**What to work on**
Report how many lines in the entries below contain the word "woman", with case counting. Give only the number.

**Provided data**

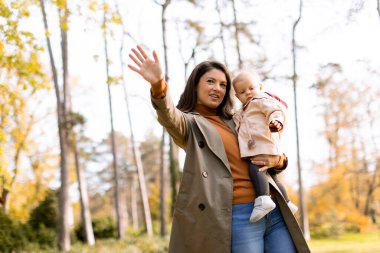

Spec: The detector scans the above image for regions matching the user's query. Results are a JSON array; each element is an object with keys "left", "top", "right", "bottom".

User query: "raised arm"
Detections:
[
  {"left": 128, "top": 46, "right": 189, "bottom": 149},
  {"left": 128, "top": 45, "right": 164, "bottom": 91}
]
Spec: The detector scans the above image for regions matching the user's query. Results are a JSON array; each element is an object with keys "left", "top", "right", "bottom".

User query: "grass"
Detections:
[
  {"left": 308, "top": 231, "right": 380, "bottom": 253},
  {"left": 28, "top": 231, "right": 380, "bottom": 253}
]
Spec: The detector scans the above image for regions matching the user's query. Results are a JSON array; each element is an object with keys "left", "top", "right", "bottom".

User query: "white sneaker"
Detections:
[
  {"left": 249, "top": 195, "right": 276, "bottom": 223},
  {"left": 288, "top": 200, "right": 298, "bottom": 214}
]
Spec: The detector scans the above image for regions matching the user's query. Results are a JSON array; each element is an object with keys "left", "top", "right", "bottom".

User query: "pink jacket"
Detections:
[{"left": 233, "top": 92, "right": 286, "bottom": 157}]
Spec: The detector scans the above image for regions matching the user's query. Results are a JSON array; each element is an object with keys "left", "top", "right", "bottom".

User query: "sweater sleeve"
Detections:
[{"left": 150, "top": 79, "right": 168, "bottom": 99}]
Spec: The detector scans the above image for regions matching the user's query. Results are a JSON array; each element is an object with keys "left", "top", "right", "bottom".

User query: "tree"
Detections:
[
  {"left": 292, "top": 0, "right": 310, "bottom": 239},
  {"left": 0, "top": 2, "right": 48, "bottom": 211},
  {"left": 102, "top": 0, "right": 125, "bottom": 239}
]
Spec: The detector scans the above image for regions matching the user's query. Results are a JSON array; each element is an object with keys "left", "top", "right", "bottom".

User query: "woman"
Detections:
[{"left": 128, "top": 46, "right": 310, "bottom": 253}]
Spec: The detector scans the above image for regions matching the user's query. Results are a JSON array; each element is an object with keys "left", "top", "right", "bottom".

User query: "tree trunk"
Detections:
[
  {"left": 58, "top": 2, "right": 71, "bottom": 251},
  {"left": 232, "top": 0, "right": 243, "bottom": 69},
  {"left": 131, "top": 171, "right": 139, "bottom": 230},
  {"left": 133, "top": 146, "right": 153, "bottom": 236},
  {"left": 119, "top": 16, "right": 153, "bottom": 236},
  {"left": 160, "top": 0, "right": 174, "bottom": 236},
  {"left": 292, "top": 0, "right": 310, "bottom": 240},
  {"left": 40, "top": 0, "right": 70, "bottom": 251},
  {"left": 160, "top": 128, "right": 166, "bottom": 236},
  {"left": 103, "top": 1, "right": 125, "bottom": 239},
  {"left": 215, "top": 0, "right": 228, "bottom": 67},
  {"left": 72, "top": 141, "right": 95, "bottom": 243}
]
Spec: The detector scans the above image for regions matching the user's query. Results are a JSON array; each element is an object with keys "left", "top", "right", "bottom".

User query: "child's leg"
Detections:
[
  {"left": 249, "top": 163, "right": 276, "bottom": 222},
  {"left": 268, "top": 171, "right": 289, "bottom": 202},
  {"left": 249, "top": 163, "right": 269, "bottom": 197}
]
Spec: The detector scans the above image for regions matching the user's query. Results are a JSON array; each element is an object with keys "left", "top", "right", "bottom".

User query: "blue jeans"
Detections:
[{"left": 231, "top": 201, "right": 297, "bottom": 253}]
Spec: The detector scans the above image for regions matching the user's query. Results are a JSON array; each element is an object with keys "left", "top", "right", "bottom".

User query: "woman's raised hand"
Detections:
[{"left": 128, "top": 45, "right": 164, "bottom": 84}]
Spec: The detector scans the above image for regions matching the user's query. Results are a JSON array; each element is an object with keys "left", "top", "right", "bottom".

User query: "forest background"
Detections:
[{"left": 0, "top": 0, "right": 380, "bottom": 252}]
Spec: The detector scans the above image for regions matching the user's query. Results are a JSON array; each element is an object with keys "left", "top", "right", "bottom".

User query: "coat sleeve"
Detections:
[{"left": 151, "top": 87, "right": 189, "bottom": 150}]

**Task response**
2